─── Data supplied ───

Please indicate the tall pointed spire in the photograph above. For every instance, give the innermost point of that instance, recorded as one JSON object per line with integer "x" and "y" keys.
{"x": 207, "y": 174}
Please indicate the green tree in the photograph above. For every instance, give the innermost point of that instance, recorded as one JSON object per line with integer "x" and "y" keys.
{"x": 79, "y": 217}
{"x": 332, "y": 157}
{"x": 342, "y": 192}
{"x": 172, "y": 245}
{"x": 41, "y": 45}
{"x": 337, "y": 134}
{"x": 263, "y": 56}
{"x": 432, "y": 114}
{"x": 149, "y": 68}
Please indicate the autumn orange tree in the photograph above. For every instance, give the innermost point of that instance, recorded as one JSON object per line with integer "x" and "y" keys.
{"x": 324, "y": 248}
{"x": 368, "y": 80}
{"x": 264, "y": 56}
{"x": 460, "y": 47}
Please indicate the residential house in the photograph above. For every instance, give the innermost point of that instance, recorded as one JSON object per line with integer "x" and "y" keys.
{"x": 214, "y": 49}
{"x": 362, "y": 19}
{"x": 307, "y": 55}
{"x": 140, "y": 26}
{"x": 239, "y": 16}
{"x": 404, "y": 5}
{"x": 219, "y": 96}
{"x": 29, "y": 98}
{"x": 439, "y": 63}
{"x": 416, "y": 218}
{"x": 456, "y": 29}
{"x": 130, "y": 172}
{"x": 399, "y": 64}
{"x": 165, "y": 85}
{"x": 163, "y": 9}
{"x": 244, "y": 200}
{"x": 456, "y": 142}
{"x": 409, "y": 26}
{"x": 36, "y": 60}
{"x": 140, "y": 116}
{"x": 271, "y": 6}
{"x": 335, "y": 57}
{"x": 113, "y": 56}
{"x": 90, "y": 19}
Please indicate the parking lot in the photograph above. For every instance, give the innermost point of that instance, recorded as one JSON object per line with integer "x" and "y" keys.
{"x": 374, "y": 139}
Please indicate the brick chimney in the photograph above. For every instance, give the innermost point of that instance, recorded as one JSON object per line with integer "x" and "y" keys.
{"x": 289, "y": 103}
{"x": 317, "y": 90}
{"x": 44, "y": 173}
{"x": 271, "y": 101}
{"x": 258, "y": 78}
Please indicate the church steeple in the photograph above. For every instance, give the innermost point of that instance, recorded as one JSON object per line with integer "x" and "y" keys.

───

The records above should all be quoted exactly, please.

Please indicate the tall pointed spire in the photograph above. For every instance, give the innermost point of that instance, recorded as one JSON object per line with integer "x" and "y" keys.
{"x": 207, "y": 174}
Please indicate the green tree in the photograph above. For every instance, give the innermost point of that instance, recorded as one JSON object per line with integer "x" and "y" keys.
{"x": 79, "y": 217}
{"x": 332, "y": 157}
{"x": 342, "y": 192}
{"x": 172, "y": 245}
{"x": 41, "y": 45}
{"x": 337, "y": 134}
{"x": 263, "y": 56}
{"x": 432, "y": 114}
{"x": 149, "y": 68}
Please indicate the autumn orange tree in the photograph above. For every instance, give the innermost point of that instance, recorded as one JSON object per line with integer "x" and "y" keys.
{"x": 324, "y": 248}
{"x": 368, "y": 80}
{"x": 264, "y": 56}
{"x": 460, "y": 47}
Please indicate the residential house in the photograph above. For every instance, give the innermost point of that instance, recorded as one JSON object per line with integer "x" and "y" keys.
{"x": 214, "y": 49}
{"x": 362, "y": 19}
{"x": 307, "y": 55}
{"x": 140, "y": 26}
{"x": 239, "y": 16}
{"x": 404, "y": 5}
{"x": 219, "y": 96}
{"x": 29, "y": 98}
{"x": 439, "y": 63}
{"x": 416, "y": 218}
{"x": 456, "y": 29}
{"x": 130, "y": 172}
{"x": 399, "y": 64}
{"x": 165, "y": 85}
{"x": 163, "y": 9}
{"x": 244, "y": 200}
{"x": 456, "y": 142}
{"x": 409, "y": 26}
{"x": 36, "y": 60}
{"x": 140, "y": 116}
{"x": 271, "y": 6}
{"x": 335, "y": 57}
{"x": 113, "y": 56}
{"x": 90, "y": 19}
Please indicate the parking lot in the photograph above. For every instance, give the innermost point of that instance, recorded as one JSON object per line with integer "x" and "y" keys.
{"x": 374, "y": 139}
Please indicate the brick chimney in the photograph above. For every instance, give the innermost point of that instance, recorded as one JSON object per line with integer "x" and "y" keys.
{"x": 289, "y": 103}
{"x": 317, "y": 90}
{"x": 44, "y": 173}
{"x": 271, "y": 101}
{"x": 258, "y": 78}
Please indicate the church steeple in the photograph above. For every instance, give the innermost point of that instance, recorded as one JSON object per line with integer "x" and "y" keys.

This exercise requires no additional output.